[WHAT IS ASKED]: Please rewrite everything from the first line down to the line containing "pixel 146 326", both included and nothing more. Keep the requests unchanged, and scale each coordinate in the answers by 1.95, rounding to a whole number with halves going up.

— start —

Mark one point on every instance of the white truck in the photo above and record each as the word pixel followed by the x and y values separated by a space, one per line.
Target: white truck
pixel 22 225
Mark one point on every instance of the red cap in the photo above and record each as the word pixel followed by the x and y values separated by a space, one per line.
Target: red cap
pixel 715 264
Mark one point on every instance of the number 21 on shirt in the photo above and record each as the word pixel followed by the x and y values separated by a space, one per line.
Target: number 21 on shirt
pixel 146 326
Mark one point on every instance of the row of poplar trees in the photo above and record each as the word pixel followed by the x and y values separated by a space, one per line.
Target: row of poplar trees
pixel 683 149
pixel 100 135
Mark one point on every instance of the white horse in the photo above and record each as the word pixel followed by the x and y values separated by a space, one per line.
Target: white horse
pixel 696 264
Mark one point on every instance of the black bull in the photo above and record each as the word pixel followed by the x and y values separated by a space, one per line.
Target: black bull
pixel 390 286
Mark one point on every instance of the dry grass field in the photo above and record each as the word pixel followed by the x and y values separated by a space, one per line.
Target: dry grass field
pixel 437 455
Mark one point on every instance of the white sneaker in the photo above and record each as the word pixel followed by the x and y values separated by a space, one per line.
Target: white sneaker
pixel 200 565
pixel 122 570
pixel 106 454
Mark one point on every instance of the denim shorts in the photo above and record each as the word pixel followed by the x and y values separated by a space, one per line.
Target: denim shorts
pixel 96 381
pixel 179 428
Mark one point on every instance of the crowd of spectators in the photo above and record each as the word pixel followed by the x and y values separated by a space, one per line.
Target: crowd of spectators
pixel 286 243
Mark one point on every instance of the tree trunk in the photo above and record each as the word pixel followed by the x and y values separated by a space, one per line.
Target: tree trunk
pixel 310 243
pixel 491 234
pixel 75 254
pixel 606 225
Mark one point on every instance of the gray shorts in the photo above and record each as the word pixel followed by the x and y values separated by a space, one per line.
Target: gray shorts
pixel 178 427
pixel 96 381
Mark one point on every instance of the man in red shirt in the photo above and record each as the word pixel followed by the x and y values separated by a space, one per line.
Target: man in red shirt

— end —

[ANSWER TO THIS PROBLEM]:
Mark one point on every instance of the white truck in the photo above and record each as the word pixel followed by the x and y values separated by a space, one per line.
Target: white truck
pixel 43 439
Mark one point on every instance of the red cap in the photo above and record each as the word pixel followed by the x and y values separated by a space, one per line.
Target: red cap
pixel 1394 515
Mark one point on every instance of the number 21 on shirt in the photo above and record each as the word pixel followed by the x and y values separated by a space, one per line.
Target: number 21 on shirt
pixel 285 636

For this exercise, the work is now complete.